[start]

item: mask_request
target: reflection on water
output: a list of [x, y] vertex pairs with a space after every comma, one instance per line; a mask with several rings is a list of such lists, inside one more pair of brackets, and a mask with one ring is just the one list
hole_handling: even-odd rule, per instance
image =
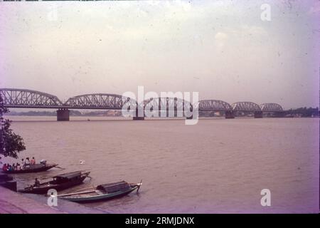
[[[14, 121], [12, 128], [27, 147], [21, 157], [66, 168], [16, 175], [18, 187], [36, 177], [80, 170], [90, 170], [92, 179], [78, 190], [143, 179], [138, 194], [88, 204], [107, 212], [318, 211], [319, 119], [209, 119], [196, 125], [182, 120]], [[260, 204], [265, 188], [271, 190], [270, 207]]]

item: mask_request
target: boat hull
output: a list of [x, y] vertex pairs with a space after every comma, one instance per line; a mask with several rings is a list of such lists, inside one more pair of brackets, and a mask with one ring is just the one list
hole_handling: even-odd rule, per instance
[[65, 183], [61, 183], [58, 185], [46, 185], [43, 187], [41, 187], [38, 188], [30, 188], [21, 190], [18, 192], [21, 193], [31, 193], [31, 194], [47, 194], [48, 191], [51, 189], [54, 189], [56, 191], [61, 191], [66, 190], [68, 188], [74, 187], [75, 185], [81, 185], [83, 182], [83, 180], [87, 177], [87, 176], [81, 177], [80, 179], [75, 180], [73, 181], [70, 181]]
[[78, 202], [78, 203], [90, 203], [90, 202], [102, 202], [102, 201], [107, 201], [110, 200], [115, 198], [119, 198], [124, 197], [130, 192], [134, 191], [135, 190], [138, 189], [138, 186], [135, 186], [133, 187], [130, 187], [127, 191], [123, 192], [114, 192], [111, 194], [102, 194], [102, 195], [97, 195], [95, 196], [90, 196], [87, 197], [60, 197], [63, 200]]
[[18, 173], [44, 172], [44, 171], [47, 171], [57, 165], [58, 165], [58, 164], [52, 164], [52, 165], [41, 165], [37, 164], [37, 165], [30, 165], [30, 167], [26, 168], [25, 170], [22, 170], [2, 171], [2, 172], [7, 173], [7, 174], [18, 174]]

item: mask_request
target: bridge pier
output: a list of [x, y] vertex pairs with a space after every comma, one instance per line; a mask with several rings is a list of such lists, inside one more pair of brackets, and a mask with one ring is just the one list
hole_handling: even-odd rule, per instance
[[143, 116], [143, 117], [134, 116], [133, 120], [144, 120], [144, 116]]
[[234, 119], [235, 112], [233, 111], [225, 111], [225, 118], [226, 119]]
[[138, 109], [136, 109], [136, 116], [133, 117], [134, 120], [144, 120], [144, 116], [139, 116]]
[[262, 112], [256, 111], [255, 112], [255, 118], [262, 118]]
[[69, 121], [70, 110], [62, 108], [57, 110], [57, 121]]

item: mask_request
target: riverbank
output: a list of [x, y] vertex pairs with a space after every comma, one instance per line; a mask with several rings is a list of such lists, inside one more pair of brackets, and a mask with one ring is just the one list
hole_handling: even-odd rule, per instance
[[103, 214], [77, 203], [58, 200], [57, 207], [47, 204], [43, 195], [21, 194], [0, 187], [0, 214]]

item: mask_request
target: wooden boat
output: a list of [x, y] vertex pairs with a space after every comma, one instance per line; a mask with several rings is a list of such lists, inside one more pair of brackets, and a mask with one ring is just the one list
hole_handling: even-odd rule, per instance
[[121, 197], [137, 190], [139, 191], [142, 182], [129, 184], [125, 181], [100, 185], [92, 189], [80, 192], [60, 195], [60, 199], [79, 203], [95, 202]]
[[58, 166], [58, 164], [34, 164], [27, 165], [23, 168], [23, 170], [3, 170], [2, 172], [4, 173], [27, 173], [27, 172], [43, 172], [47, 171], [54, 167]]
[[56, 191], [63, 190], [67, 188], [78, 185], [89, 176], [90, 172], [82, 172], [76, 171], [61, 174], [53, 177], [53, 180], [41, 183], [39, 186], [31, 185], [24, 190], [18, 190], [22, 193], [46, 194], [48, 190], [54, 189]]

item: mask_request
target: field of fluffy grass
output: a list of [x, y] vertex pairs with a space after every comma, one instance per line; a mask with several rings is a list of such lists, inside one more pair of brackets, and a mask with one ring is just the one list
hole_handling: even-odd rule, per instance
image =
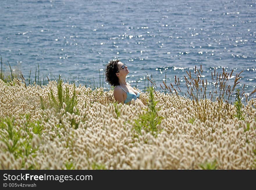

[end]

■ Exercise
Please pull out each line of the records above that contains the string "target" and copy it in full. Case counts.

■ Output of the exercise
target: reflection on water
target: boat hull
target: bridge pier
target: riverbank
target: wooden boat
target: field of fluffy grass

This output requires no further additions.